Collected data:
★ ★ ★ ★

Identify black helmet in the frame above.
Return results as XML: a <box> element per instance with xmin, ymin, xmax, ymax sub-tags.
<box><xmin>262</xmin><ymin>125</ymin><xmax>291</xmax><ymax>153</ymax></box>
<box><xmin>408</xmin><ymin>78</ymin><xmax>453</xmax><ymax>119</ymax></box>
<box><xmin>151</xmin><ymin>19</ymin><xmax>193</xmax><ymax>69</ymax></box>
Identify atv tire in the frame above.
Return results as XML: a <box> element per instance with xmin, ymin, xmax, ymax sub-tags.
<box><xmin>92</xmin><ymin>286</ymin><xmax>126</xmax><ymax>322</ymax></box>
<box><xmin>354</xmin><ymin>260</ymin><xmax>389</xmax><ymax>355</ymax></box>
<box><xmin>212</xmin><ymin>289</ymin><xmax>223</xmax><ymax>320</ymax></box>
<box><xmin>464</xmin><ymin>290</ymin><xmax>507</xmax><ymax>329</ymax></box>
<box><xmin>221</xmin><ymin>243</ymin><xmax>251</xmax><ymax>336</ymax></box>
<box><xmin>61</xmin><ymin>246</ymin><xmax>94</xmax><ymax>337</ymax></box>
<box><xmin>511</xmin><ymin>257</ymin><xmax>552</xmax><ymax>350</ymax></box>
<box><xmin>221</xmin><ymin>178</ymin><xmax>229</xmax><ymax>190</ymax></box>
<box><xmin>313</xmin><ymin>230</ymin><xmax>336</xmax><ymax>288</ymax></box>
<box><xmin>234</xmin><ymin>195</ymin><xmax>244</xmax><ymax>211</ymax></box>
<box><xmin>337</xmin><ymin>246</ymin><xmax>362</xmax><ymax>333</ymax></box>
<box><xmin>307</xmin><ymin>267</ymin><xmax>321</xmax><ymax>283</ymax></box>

★ ★ ★ ★

§ Work required: Please copy out each line in the entries that mentions the string "above".

§ Result for this task:
Identify black helmet in the frame above.
Identify atv tire in the frame above.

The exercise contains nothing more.